PROMPT 1 → Translate this sentence from the protest-at-the-dinner news passage into Spanish: "First, the protesters made their point."
PROMPT 2 → Please copy out the stretch of rows from the line that contains "Medical imaging task — a pathologist needs the location of glove" through the last of the rows, word for word.

TEXT PASSAGE →
▽

First, the protesters made their point. Then the attendees at a Jewish Community Federation dinner struck back.

After demonstrators shouting and bearing signs such as “JCF supports Israeli genocide” disrupted a reception for 250 donors to the S.F.-based JCF, many guests at the May 15 event in San Francisco responded by augmenting their gifts to the federation.

“It mobilized people in a way this event normally wouldn’t do,” said Shelly Porges, chair of the dinner. “This event is normally meant to thank people. But I think [the protesters] mobilized people more than they ever could imagine. We had an outpouring of support — we haven’t added up the money, but it sure made people want to support Israel more.

“I appreciate the passion and the commitment reflected by the people who showed up and demonstrated. And if that passion and commitment were backed up by the facts, I’d have a lot different reaction. But the fact is, they took this action in a state of ignorance, based on some of the comments I overheard.”

△

RECORDS →
▽

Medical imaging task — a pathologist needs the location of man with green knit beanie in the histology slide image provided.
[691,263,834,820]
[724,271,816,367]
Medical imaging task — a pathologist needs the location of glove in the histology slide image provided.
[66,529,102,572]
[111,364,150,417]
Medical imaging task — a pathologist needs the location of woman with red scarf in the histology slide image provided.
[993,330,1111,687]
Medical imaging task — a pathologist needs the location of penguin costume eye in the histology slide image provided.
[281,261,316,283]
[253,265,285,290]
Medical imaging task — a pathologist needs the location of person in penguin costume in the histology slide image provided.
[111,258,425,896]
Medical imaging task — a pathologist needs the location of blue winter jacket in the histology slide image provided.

△

EXERCISE ANSWER 1 → Primero, los manifestantes dejaron clara su postura.

EXERCISE ANSWER 2 →
Medical imaging task — a pathologist needs the location of glove in the histology slide image provided.
[66,529,102,572]
[111,364,150,417]
Medical imaging task — a pathologist needs the location of woman with red scarf in the histology slide image provided.
[993,330,1111,687]
Medical imaging task — a pathologist needs the location of penguin costume eye in the histology slide image provided.
[281,261,316,283]
[253,265,285,290]
Medical imaging task — a pathologist needs the location of person in penguin costume in the histology slide image provided.
[111,258,425,896]
Medical imaging task — a pathologist needs the location of blue winter jacket in the histology slide image provided.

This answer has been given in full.